[Start of The records]

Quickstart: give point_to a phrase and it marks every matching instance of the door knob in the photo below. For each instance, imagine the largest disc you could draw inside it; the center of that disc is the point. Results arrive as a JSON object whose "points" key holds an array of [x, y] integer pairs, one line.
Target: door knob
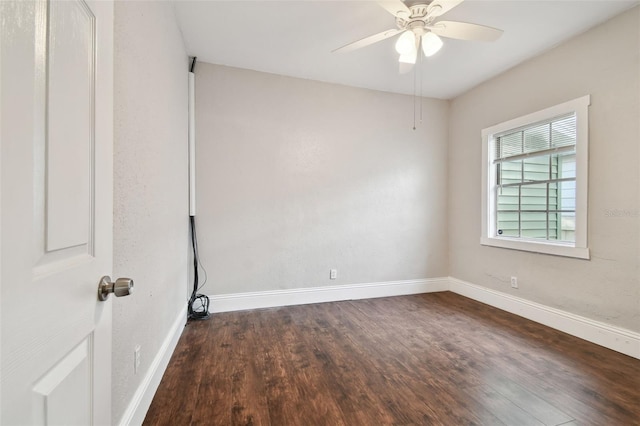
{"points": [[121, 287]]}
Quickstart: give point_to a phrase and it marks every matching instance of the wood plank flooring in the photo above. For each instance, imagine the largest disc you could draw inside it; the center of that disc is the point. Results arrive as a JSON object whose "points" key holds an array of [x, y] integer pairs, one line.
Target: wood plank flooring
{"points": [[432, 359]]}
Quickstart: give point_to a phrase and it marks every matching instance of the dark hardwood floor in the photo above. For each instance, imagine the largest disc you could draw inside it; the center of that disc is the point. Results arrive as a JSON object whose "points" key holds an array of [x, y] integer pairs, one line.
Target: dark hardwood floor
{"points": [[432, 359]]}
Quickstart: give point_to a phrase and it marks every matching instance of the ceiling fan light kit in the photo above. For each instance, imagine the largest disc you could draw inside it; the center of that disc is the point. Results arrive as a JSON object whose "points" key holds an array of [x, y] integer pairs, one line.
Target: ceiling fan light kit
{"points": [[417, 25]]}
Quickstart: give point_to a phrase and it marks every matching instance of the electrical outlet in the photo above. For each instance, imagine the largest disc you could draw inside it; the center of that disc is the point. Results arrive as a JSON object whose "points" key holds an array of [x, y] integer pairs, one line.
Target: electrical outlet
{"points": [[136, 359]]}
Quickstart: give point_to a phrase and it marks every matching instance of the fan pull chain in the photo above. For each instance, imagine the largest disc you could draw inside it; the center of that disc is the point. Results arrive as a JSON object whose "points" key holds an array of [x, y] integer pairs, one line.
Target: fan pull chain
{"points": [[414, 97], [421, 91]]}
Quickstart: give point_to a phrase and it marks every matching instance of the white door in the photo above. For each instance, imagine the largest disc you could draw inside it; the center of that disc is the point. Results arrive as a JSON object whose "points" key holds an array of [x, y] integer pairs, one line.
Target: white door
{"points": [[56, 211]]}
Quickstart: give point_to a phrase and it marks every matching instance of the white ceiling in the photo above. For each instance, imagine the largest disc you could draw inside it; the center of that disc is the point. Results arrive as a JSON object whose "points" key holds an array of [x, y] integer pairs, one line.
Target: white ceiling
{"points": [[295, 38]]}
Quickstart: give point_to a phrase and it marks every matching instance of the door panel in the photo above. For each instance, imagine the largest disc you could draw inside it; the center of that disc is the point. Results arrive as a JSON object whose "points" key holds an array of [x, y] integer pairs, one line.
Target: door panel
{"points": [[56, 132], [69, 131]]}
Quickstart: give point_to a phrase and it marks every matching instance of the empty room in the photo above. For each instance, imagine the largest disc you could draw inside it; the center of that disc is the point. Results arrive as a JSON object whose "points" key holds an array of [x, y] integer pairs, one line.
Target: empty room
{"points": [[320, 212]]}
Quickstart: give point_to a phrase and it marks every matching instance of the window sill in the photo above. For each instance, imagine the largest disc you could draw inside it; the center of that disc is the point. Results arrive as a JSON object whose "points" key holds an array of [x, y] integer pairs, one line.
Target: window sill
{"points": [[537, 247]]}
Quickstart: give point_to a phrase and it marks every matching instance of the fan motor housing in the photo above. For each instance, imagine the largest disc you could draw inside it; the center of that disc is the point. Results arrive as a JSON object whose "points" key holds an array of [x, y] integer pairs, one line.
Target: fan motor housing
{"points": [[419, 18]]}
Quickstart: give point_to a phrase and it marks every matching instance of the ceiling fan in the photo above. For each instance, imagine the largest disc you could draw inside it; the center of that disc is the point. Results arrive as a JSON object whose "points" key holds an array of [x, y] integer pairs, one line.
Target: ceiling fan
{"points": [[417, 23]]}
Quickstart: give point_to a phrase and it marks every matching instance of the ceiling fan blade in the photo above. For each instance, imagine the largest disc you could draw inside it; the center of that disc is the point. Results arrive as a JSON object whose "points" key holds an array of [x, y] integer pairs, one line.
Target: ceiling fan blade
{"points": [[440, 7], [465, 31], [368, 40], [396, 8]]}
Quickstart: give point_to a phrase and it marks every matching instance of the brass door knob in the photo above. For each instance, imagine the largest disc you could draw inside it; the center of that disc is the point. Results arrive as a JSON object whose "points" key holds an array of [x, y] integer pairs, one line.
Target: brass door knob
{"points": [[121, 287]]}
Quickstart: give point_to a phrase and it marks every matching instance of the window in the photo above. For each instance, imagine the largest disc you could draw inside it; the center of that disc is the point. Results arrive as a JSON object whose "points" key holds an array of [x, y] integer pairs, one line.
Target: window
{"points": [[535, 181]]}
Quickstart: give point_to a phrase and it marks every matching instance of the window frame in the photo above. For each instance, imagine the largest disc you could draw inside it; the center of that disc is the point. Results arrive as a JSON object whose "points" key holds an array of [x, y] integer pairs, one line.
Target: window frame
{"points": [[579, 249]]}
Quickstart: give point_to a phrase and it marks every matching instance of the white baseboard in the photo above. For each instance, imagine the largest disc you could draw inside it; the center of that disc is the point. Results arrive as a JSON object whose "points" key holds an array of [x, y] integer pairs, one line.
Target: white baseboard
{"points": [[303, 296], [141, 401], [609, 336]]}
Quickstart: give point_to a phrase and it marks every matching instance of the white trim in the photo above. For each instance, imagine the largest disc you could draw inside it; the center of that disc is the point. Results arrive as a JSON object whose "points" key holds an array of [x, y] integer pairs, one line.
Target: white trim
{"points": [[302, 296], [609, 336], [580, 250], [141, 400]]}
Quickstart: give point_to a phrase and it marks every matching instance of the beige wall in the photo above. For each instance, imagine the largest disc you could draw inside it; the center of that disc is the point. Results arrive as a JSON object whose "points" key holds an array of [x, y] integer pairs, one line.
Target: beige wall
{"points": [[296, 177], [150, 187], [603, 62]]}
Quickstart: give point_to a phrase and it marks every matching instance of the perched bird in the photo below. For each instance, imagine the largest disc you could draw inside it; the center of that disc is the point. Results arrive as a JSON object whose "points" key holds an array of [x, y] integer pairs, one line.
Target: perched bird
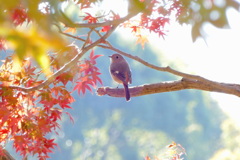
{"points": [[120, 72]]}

[End of The records]

** What you should do **
Please repeat every one of the records above word for word, leaving out the pictures.

** Response **
Quickstart: give point_to a phrase and it marks every matching instance of the door knob in the photo below. For each instance, imagine the largest disc you could draw inside it; the center of that disc is the point. Results arrive as a JSON object whose "points" key holds an array of [x, y] integer pairs, one line.
Target: door knob
{"points": [[121, 287]]}
Quickstart: give point_to a phrase and it marks every matching instance of the wood plank flooring in the photo above. For each instance, imagine the largest disc you could draw inside it; the center of that disc is the point. Results arrive as a JSON object whose "points" key holds an array of [x, y] integer pairs, one line.
Target: wood plank flooring
{"points": [[432, 359]]}
Quickstart: give point_to a phrase and it marks every matching instance of the dark hardwood floor in the photo above. For each instance, imagine the largest disc you could draw inside it; the center of that disc is the point. Results arrive as a JSON object whose "points" key holds an array of [x, y] integer pairs, one line.
Target: dark hardwood floor
{"points": [[432, 359]]}
Quickstart: give point_to a phrase and it marks every matching instance of the ceiling fan light kit in the photo above. For each instance, imagine the largest disc you could draw inside it; the center of that disc is the point. Results arrive as a JSON object whose "points" key holds an array of [x, y] integer pairs, one line.
Target: ceiling fan light kit
{"points": [[417, 25]]}
Quickstart: give point_to a phrase and it marks every matching instance of the electrical outlet in the photo above. For each instance, imagine the largest disc you could draw inside it; the center of that disc is the point. Results arrive as a JSON object whose "points" key holds an array of [x, y] integer pairs, one line.
Target: electrical outlet
{"points": [[136, 359]]}
Quickstart: give point_to a phrase and it marks every matching instance of the fan pull chain in the photo above. For each instance, imagine the largest disc you could draw inside it; the center of that disc is the point. Results arrive as a JSON object whose "points" key holds an array of [x, y] integer pairs, one line.
Target: fan pull chain
{"points": [[414, 97], [421, 91]]}
Quickstart: give point_to a phrase and it marks every matching instance of the white door in the photo above. For each instance, imagine the largest disc you could draw inside it; the center of that disc is the point. Results arrive as a JSON object whose "points" key holds an array of [x, y] integer pairs, one line.
Target: white door
{"points": [[56, 211]]}
Quickstart: give point_to a phrase and it marks every matching instance of the white ceiling in the photo above. For each instance, imagine the largest disc you could draw inside it; the center of that disc is the point. Results arrive as a JSON object whose "points" key holds an array of [x, y] integer pairs, one line.
Target: white ceiling
{"points": [[295, 38]]}
Quickstart: give point_to a phrase and it marks every matching instance of the door panel in the photo above. For each instance, imagine the largest disc you could draw inside it; the center of that disc is the point. Results arrive as a JSON object whose "points" key holds an array of [x, y] integer pairs, one line.
Target: door panel
{"points": [[56, 132], [69, 131]]}
Quickstart: give point_to a phrase and it marks every matching instance of the empty room in the photo above. For each instance, imagine the largest disc you could draw inside it; the center of that disc is the point. Results arrive as a JSON object whose "points" key holds an array of [x, y] integer pairs, one line.
Target: empty room
{"points": [[320, 212]]}
Quickstart: give point_to a phrase and it marks every matching instance of the window sill in the photo above. For each instance, imagine the largest disc you could draw inside it; the center of that disc is the point. Results arrive as a JSON object whose "points" key holds an array of [x, y] integer pairs, one line.
Target: window sill
{"points": [[537, 247]]}
Quickstart: give point_to a phrase and it marks every matching instance of the fan motor housing in the photo above. For each instance, imagine the largest disc you could draw inside it; the center of that disc is the point. Results arrive as a JSON object whose "points" key holds an array of [x, y] integer pairs, one line.
Target: fan motor housing
{"points": [[419, 18]]}
Quickstart: give point_to a phrase and it marks every matching instance of the ceiling fan in the photo above. For each instance, imagine the largest disc you could draw inside it; the center of that disc is the point. Results arrive as a JSON object whose "points" key holds an array of [x, y] integer pairs, one line.
Target: ceiling fan
{"points": [[417, 23]]}
Quickstart: give point_to a phrase and it marks every matching instance of the ceiling fan blade in the photo above. For each instance, imagine the largest disc you could draw inside it; the center of that disc is the point. Results arrive as a JSON object whose "points" key holds an array of [x, y] integer pairs, one line.
Target: ceiling fan blade
{"points": [[440, 7], [465, 31], [368, 40], [396, 8]]}
Quickstart: give point_to a phrase and it marks every matching instance of the brass door knob in the photo above. For each instance, imagine the largest disc you could draw inside it; the center of that disc is the point. Results arrive as a JSON object whose "points" key holds an array of [x, y] integer pairs, one line.
Target: brass door knob
{"points": [[121, 287]]}
Quickstart: give point_to a phrase and it marks every matching instance of the window in the photo above. For each instance, imagine the largest disc you could draw inside it; the center of that disc is the point. Results arrive as a JSON object whose "points" key holds an array of [x, y] integer pairs, one line.
Target: window
{"points": [[535, 181]]}
Quickstart: give point_to a phrase and it marks every matching instance of the window frame in the photo above. For each instance, imagine the largest disc you could draw inside it; the center of that disc is the point. Results arrive as a JSON object whose "points" key holds an array of [x, y] integer pairs, one line.
Target: window frame
{"points": [[579, 249]]}
Quickstart: give point_to a phrase and it marks every matching instance of the white baseboard in the photo above. For each instance, imagine the largest disc you could draw inside it; the center of that disc is the point. Results arrive as a JSON object whose "points" key holds an array of [x, y] integer pairs, one line.
Target: white baseboard
{"points": [[303, 296], [141, 401], [609, 336]]}
Quickstart: give point_to a phrase and it marks every matching instance of the white trim in the photo above. For each instance, imagine the largest disc you could draw inside it; the center of that disc is the point. Results arrive as a JSON object whose "points" key holds an array of [x, y] integer pairs, one line.
Target: white trim
{"points": [[302, 296], [609, 336], [580, 250], [141, 400]]}
Quickstart: give point_to a phrase and it marks every matching instance of the beige wall in the photo above. For each instance, imagine the largest disc you could draw inside it; the center of that disc is the point. Results arrive as a JSON object whose "points" key holds an array of [x, y] integer pairs, one line.
Target: beige wall
{"points": [[296, 177], [150, 187], [603, 62]]}
Quickstart: give point_to a phrase and it marks every matching instance of the perched bird in the photo below. For each instance, imagine the largest disc you could draw inside it; the center of that disc is the point. Results arrive as a JSON object whose "points" key holds an array of [x, y] integer pairs, one line.
Target: perched bird
{"points": [[120, 72]]}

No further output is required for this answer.